- **Ausgewählter Text**:

══════════════════════════════

Freia, Froh, Donner, Wotan, Fafner, Fasolt und Fricka in „Das Rheingold“ an der Oper Köln im Staatenhaus

Schluss mit lustig

Richard Wagner: Das Rheingold

Theater:Oper Köln, Premiere:26.10.2025Regie:Paul-Georg DittrichMusikalische Leitung:Marc Albrecht

Der neue Kölner „Ring“ an der Oper Köln eröffnet im „Rheingold“ wie ein Märchen für und mit Kindern: Paul-Georg Dittrich zeigt eine naive Freude am Spiel, eine Inszenierung von Unschuld mit Potenzial und lässt schon ahnen, dass diese Unschuld nicht halten wird.

══════════════════════════════

- **Zu bearbeitende Daten**:
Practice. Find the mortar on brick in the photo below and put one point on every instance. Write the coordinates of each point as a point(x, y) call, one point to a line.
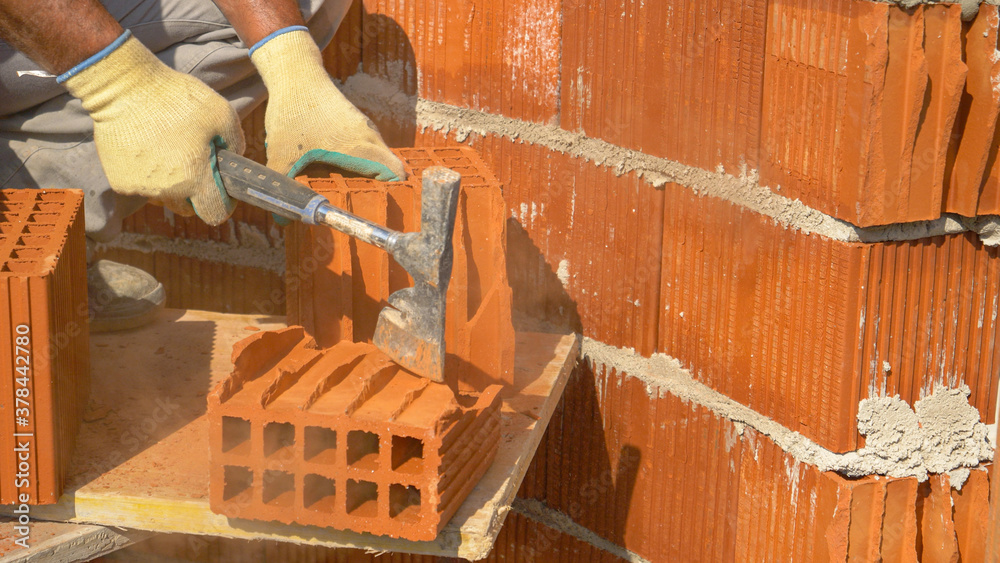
point(743, 188)
point(896, 453)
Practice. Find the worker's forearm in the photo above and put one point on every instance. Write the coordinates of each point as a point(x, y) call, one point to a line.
point(254, 20)
point(57, 34)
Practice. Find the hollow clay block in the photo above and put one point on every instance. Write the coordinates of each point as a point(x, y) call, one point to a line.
point(336, 286)
point(342, 437)
point(44, 340)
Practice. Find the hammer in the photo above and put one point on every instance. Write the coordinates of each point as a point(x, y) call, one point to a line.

══════════════════════════════

- **Aufgaben**:
**a)** Wer hat laut dem ausgewählten Text beim Kölner „Rheingold“ die musikalische Leitung?
**b)** Tausche in der gesamten Auflistung „photo“ gegen „image“ aus und gib die Zeilen sonst unverändert wieder. Lass die Bilder dabei weg.
Der ausgewählte Text und die Auflistung hängen inhaltlich nicht zusammen.

- **Ergebnisse**:
**a)** Marc Albrecht

**b)**
Practice. Find the mortar on brick in the image below and put one point on every instance. Write the coordinates of each point as a point(x, y) call, one point to a line.
point(743, 188)
point(896, 453)
Practice. Find the worker's forearm in the image above and put one point on every instance. Write the coordinates of each point as a point(x, y) call, one point to a line.
point(254, 20)
point(57, 34)
Practice. Find the hollow clay block in the image above and put one point on every instance. Write the coordinates of each point as a point(x, y) call, one point to a line.
point(336, 286)
point(342, 437)
point(44, 340)
Practice. Find the hammer in the image above and put one point on every instance. Write the coordinates of each point as a point(x, y) call, one point to a line.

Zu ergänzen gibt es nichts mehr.